(Records shown begins)
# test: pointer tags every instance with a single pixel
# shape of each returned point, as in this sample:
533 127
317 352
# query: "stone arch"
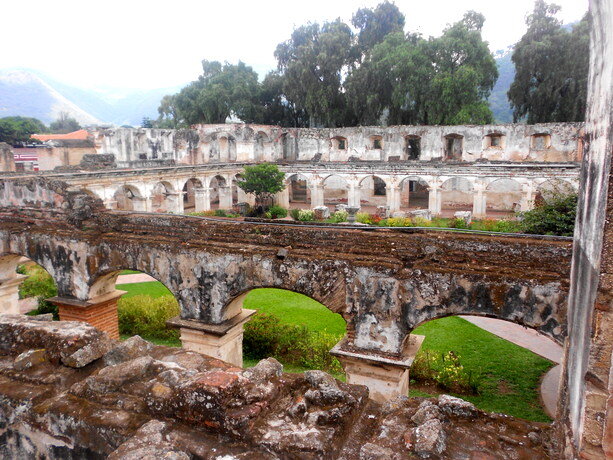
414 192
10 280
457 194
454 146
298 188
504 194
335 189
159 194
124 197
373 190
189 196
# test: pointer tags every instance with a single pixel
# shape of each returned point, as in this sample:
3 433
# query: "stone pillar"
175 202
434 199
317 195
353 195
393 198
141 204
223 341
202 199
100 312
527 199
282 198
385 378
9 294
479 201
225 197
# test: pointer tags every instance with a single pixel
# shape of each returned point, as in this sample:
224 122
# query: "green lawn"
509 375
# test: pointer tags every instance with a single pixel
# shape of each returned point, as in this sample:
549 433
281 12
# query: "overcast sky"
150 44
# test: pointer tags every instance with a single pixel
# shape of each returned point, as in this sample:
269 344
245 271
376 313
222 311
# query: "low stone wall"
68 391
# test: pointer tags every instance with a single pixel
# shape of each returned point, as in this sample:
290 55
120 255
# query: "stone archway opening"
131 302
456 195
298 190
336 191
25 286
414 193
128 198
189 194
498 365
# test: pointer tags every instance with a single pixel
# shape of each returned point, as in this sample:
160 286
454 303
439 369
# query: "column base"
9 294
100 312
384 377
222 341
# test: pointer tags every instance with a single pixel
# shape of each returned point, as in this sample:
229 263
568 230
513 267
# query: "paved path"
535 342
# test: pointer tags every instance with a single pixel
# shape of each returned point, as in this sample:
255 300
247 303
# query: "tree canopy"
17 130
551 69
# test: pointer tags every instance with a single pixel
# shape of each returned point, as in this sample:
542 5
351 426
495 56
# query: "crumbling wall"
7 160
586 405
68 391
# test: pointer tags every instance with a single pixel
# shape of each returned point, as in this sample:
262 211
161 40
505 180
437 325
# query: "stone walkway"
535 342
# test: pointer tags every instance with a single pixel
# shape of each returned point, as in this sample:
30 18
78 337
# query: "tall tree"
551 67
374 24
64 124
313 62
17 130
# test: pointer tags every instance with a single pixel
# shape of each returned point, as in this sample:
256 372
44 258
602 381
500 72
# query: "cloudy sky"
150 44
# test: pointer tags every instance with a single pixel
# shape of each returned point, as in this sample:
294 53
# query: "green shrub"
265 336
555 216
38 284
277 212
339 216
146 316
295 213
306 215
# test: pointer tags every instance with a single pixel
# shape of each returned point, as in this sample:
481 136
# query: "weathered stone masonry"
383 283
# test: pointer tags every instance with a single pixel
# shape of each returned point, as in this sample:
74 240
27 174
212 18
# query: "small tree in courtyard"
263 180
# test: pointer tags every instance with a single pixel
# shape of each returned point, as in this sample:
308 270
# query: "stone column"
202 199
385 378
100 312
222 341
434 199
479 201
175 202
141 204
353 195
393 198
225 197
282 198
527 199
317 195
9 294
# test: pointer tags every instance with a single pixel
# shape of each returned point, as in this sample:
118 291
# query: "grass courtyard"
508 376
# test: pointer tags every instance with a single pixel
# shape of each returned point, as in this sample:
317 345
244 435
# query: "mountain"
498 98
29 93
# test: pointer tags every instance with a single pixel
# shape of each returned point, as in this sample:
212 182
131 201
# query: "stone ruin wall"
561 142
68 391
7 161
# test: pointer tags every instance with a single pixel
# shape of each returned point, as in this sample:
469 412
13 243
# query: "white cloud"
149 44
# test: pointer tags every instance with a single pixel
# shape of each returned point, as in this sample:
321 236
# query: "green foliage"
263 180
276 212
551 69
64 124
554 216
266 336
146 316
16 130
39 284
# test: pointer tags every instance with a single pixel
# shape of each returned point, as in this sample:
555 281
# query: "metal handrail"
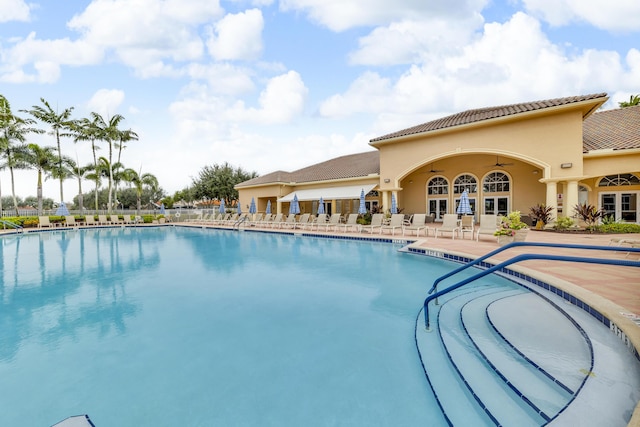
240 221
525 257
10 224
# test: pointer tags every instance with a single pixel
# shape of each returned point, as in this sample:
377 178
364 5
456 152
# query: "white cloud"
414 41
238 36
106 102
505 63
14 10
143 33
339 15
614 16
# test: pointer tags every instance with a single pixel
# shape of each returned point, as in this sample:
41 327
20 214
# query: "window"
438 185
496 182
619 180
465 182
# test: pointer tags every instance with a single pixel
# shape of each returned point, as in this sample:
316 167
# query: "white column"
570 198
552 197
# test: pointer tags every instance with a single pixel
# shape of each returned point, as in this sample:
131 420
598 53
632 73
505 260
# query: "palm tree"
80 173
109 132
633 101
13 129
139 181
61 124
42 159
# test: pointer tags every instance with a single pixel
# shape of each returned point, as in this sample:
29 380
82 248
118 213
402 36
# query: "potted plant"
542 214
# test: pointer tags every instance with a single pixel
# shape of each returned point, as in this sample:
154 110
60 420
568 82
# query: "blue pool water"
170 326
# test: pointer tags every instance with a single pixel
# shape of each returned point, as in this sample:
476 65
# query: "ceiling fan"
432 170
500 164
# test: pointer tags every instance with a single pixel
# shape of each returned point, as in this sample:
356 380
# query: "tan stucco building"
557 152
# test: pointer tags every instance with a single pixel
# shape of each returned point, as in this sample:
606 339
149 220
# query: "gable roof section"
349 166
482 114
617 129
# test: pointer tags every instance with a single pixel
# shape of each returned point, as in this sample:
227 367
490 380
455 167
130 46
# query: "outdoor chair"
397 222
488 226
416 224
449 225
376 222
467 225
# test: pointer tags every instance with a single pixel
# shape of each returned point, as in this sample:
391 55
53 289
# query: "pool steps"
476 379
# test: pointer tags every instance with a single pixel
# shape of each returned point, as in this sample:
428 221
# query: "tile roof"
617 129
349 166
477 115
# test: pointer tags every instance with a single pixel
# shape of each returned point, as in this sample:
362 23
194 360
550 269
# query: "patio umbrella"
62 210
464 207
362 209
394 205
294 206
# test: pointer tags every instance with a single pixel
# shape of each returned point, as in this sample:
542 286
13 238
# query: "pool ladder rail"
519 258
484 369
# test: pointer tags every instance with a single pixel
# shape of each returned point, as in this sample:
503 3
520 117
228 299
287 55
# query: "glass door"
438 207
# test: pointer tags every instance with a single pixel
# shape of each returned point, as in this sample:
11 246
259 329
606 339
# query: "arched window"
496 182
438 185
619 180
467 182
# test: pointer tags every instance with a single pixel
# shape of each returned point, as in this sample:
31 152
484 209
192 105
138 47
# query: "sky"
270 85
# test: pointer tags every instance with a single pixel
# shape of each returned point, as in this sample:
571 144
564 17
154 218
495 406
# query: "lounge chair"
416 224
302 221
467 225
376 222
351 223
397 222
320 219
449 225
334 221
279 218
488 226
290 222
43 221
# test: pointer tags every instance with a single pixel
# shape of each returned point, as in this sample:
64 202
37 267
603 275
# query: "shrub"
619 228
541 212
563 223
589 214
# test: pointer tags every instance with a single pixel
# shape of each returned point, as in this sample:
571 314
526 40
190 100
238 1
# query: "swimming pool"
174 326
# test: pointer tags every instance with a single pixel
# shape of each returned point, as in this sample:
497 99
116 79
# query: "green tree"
(Records shown ends)
* _Problem to solve_
Every line above goes into the copy unchanged; the pictures do not.

* _Result_
# test: pointer tags every instance with a single pixel
# shape of each returned point, as in this sample:
533 127
317 352
# query: "stone arch"
414 192
10 280
457 194
454 146
298 188
504 194
335 189
159 194
124 197
373 190
189 196
# test: pointer tags every instance with a single pixel
# shape of each returned point, as in this sample:
3 433
# query: "stone pillar"
175 202
434 199
317 195
353 195
393 198
141 204
223 341
202 199
100 312
527 199
282 198
385 378
9 294
479 201
225 197
# test: pointer tags every instance with a single pixel
# shape of each returned point, as in this sample:
224 122
# query: "green lawn"
509 375
# test: pointer tags every instance with a single pixel
# shape of each returned point, as in this sample:
549 433
281 12
# query: "overcast sky"
150 44
# test: pointer tags every instance with a single pixel
# shape of each returned point, as in this sample:
269 344
245 271
376 313
222 311
# query: "low stone wall"
68 391
# test: pointer tags every instance with a single pixel
# shape of each returned point, as in this sample:
290 55
120 255
# query: "stone archway opening"
131 302
456 195
298 190
336 191
25 286
414 193
128 198
189 194
498 365
# test: pointer tags every instance with a single pixel
# shape of each returned point, as in this sample:
160 286
454 303
439 369
# query: "column base"
9 294
100 312
384 377
222 341
# test: pointer tags every instance with a single pixel
# shape of each returned point, as in this sample:
229 263
568 230
513 267
# query: "paved path"
535 342
# test: pointer tags every instance with a single pixel
# shape of each returned point, as in this sample:
255 300
247 303
# query: "tree canopy"
17 130
551 69
# test: pointer tags every instance with a single pixel
# shape of each returned point, as in this sample:
542 5
351 426
495 56
# query: "crumbling wall"
7 160
586 405
68 391
# test: pointer tags every instance with a single pixel
# shape of each returned point, as in this sample:
262 211
161 40
505 180
437 325
# query: "stone walkway"
535 342
# test: pointer tags every instance with a single pixel
# shape of each returned point, as in this sample:
30 18
78 337
# query: "tall tree"
551 67
374 24
64 124
313 62
17 130
# test: pointer tags every instance with a single pixel
# shape of each returned point, as in this sample:
256 372
44 258
602 381
500 72
# query: "cloudy sky"
150 44
# test: pointer tags every instance with a single pixel
# shape of each returned point, as in this sample:
294 53
# query: "green shrub"
265 336
555 216
38 284
277 212
339 216
146 316
295 213
306 215
# test: pointer tags every instance with a single pixel
# shape of each returned point, as in this sample:
481 136
# query: "weathered stone masonry"
383 283
# test: pointer tags every instance with a single pixel
# shape of each returned point, as in this sample:
74 240
27 174
212 18
# query: "small tree in courtyard"
263 180
# test: pointer tags every instance with a single pixel
# shape of each returned point, as in this sample:
308 270
# query: "stone column"
202 199
385 378
100 312
222 341
434 199
479 201
175 202
141 204
353 195
393 198
225 197
282 198
527 199
317 195
9 294
# test: pointer tags every instance with a single pixel
# shape of each returned point, as in this sample:
118 291
# query: "grass courtyard"
508 376
# test: pointer tags every instance with a single pixel
# shape of each returned point, as in this sample:
317 345
244 435
# query: "mountain"
498 98
29 93
# test: pointer tags every instance with a single pixel
# shape of each returned point, as in this sample:
212 182
131 201
# query: "stone ruin wall"
561 142
68 391
7 161
# test: pointer tags every instance with a single pixel
# shape of each returned point, as in this sample:
469 412
13 243
# query: "white cloud"
149 44
# test: pointer tags every instance with a single pixel
# shape of each returned point, as in this sample:
321 236
# query: "green foliage"
263 180
276 212
551 69
64 124
554 216
266 336
146 316
16 130
39 284
# test: pointer tags every instance with a single pixel
# shape of each returned point, as in this sample:
555 281
# query: "metal handrail"
240 221
525 257
10 224
# test: pointer tags every instance with a single pixel
# shape of each returned point, as in this sample:
377 178
364 5
456 152
# query: "white cloud"
414 41
238 36
106 102
505 63
14 10
143 33
339 15
614 16
# test: pointer tags every instance with a single pixel
# shape of each returned point, as in this sample:
41 327
20 214
# query: "window"
438 185
496 182
619 180
465 182
# test: pointer tags every instance with a single pixel
# shape of each returned point, as in this sample:
316 167
# query: "white column"
570 198
552 197
# test: pointer tags every instance with a single pixel
# shape of each returned point, as in this sample:
131 420
598 53
632 73
505 260
# query: "palm tree"
80 173
109 132
633 101
13 129
139 181
61 124
42 159
# test: pointer tags every instance with a single pixel
# shape of each returned point, as in this sample:
29 380
82 248
118 213
402 36
# query: "potted plant"
542 214
# test: pointer tags every instance with a single pixel
# shape of each returned point, as in this sample:
154 110
60 420
568 82
# query: "blue pool water"
170 326
# test: pointer tags every instance with a single pixel
# shape of each returned point, as in this sample:
476 65
# query: "ceiling fan"
432 170
500 164
# test: pointer tags every instance with a single pixel
# shape of each returned point, as in this sample:
356 380
# query: "tan stucco building"
557 152
# test: pointer tags every instance with a single pixel
# shape of each returned point, as in this sample:
606 339
149 220
# query: "gable roof section"
349 166
482 114
617 129
# test: pointer tags every instance with a single pixel
# shape of each returned point, as in this sample:
227 367
490 380
455 167
130 46
# query: "outdoor chair"
397 222
488 226
416 224
449 225
376 222
467 225
# test: pointer tags every instance with a single pixel
# shape of each returned point, as in this sample:
391 55
53 289
# query: "pool steps"
476 379
# test: pointer tags every instance with a single pixel
# shape of each returned point, as in this sample:
428 221
# query: "tile roof"
617 129
349 166
477 115
# test: pointer tags every instance with a single pixel
# shape of each returned point, as in this sample:
362 23
194 360
550 269
# query: "patio umbrella"
62 210
464 207
362 209
394 205
294 206
# test: pointer tags every instance with a single pixel
# shape of each returned point, as in this sample:
542 286
13 238
# query: "pool ladder rail"
519 258
484 369
# test: pointer tags every instance with a single pixel
# shape of each returned point, as in this sample:
503 3
520 117
228 299
287 55
# query: "glass door"
438 207
# test: pointer tags every instance with a single pixel
# shape of each returned point, as in this sample:
11 246
259 329
606 339
# query: "arched window"
496 182
438 185
619 180
467 182
# test: pointer tags every instance with a single pixel
# shape of each returned point, as in this sample:
31 152
484 209
192 105
138 47
# query: "sky"
270 85
# test: pointer tags every instance with a single pixel
# shape of each returned point, as in this sample:
571 144
564 17
154 218
495 406
# query: "lounge chair"
416 224
302 221
467 225
376 222
351 223
397 222
320 219
449 225
334 221
279 218
488 226
290 222
43 221
# test: pointer tags every instance with a single pixel
# shape of each returned point, as in this sample:
64 202
37 267
603 275
# query: "shrub"
619 228
541 212
563 223
589 214
# test: pointer tags every instance with a single pixel
# shape of each returned point, as in this sample:
571 314
526 40
190 100
238 1
# query: "swimming pool"
174 326
# test: pointer tags every instance with a single pixel
# shape of each returned point, as in this sample:
497 99
116 79
# query: "green tree"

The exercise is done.